** begin THE DATA **

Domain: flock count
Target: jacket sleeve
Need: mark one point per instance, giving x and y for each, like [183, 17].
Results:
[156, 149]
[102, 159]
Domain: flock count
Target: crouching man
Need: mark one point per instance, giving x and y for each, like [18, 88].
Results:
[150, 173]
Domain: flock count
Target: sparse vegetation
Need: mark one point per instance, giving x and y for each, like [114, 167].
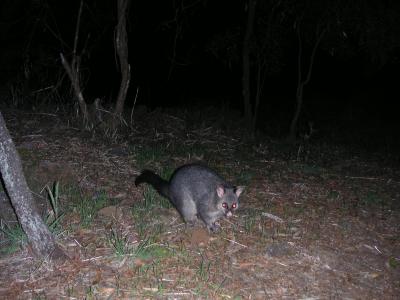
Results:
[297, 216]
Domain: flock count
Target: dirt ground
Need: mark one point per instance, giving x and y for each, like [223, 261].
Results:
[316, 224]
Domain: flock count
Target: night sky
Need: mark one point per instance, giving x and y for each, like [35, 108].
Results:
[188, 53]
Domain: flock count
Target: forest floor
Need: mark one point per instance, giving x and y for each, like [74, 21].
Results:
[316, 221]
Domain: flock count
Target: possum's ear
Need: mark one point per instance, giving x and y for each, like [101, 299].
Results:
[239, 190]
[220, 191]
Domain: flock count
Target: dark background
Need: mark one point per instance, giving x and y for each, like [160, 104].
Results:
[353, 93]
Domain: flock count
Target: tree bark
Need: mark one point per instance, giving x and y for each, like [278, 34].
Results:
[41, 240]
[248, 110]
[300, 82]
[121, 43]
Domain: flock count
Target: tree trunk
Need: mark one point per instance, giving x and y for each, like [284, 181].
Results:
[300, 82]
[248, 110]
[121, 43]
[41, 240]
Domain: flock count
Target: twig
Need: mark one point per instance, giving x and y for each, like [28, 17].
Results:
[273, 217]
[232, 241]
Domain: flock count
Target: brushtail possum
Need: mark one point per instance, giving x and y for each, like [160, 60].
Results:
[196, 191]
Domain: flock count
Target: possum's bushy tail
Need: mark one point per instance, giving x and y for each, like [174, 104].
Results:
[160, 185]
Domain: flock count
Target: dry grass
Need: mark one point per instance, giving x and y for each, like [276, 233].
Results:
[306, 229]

** end THE DATA **

Set down all the entries exactly as they appear, but skip any pictures.

**OUTPUT FOR THIS EXERCISE**
Domain: flock count
Target: jacket sleeve
Need: mark one point per instance, giving x and y for each, like [183, 17].
Results:
[156, 149]
[102, 159]
Domain: flock count
Target: crouching man
Need: mark one point per instance, giving x and y for each, like [18, 88].
Results:
[150, 173]
Domain: flock count
Target: sparse vegetation
Need: mark one point per instance, giving x and y for each, like [114, 167].
Results:
[297, 216]
Domain: flock count
Target: dirt ground
Need: mark one point per instance, giving x and y for each, like [223, 261].
Results:
[316, 224]
Domain: flock count
Target: night sky
Need: mark one point per instance, giving x and y for each, like [35, 108].
Results:
[188, 53]
Domain: flock count
Target: forest floor
Need: mark one point per instance, giving x and y for each, like [74, 21].
Results:
[316, 221]
Domain: flock count
Target: possum's ear
Need: mark one point per instance, giving x and y for each, like [101, 299].
Results:
[239, 190]
[220, 191]
Domain: flock count
Target: dark background
Need: mark one point per instance, giving x and y for each, like [160, 104].
Results:
[353, 93]
Domain: flock count
Target: tree bark
Need: mark one point per instance, giving x and y for each, like [278, 34].
Results:
[41, 240]
[248, 110]
[300, 82]
[121, 43]
Domain: flock count
Target: tree trunk
Need: mark one point per instance, giving x and y for each, like [284, 181].
Results:
[300, 82]
[248, 110]
[121, 43]
[41, 240]
Domain: flock count
Target: twig
Need: mark one point per instance, giving x and y for each, like [28, 17].
Results:
[273, 217]
[232, 241]
Domain: flock count
Target: brushtail possum
Need: mark one point per instance, giving x and y for each, like [160, 60].
Results:
[196, 191]
Domain: flock count
Target: possum's bushy tail
Need: mark one point per instance, giving x and y for each, like [174, 104].
Results:
[160, 185]
Domain: flock count
Target: dry grass
Need: mark one point per instance, giving x and y for each, like [276, 233].
Results:
[306, 229]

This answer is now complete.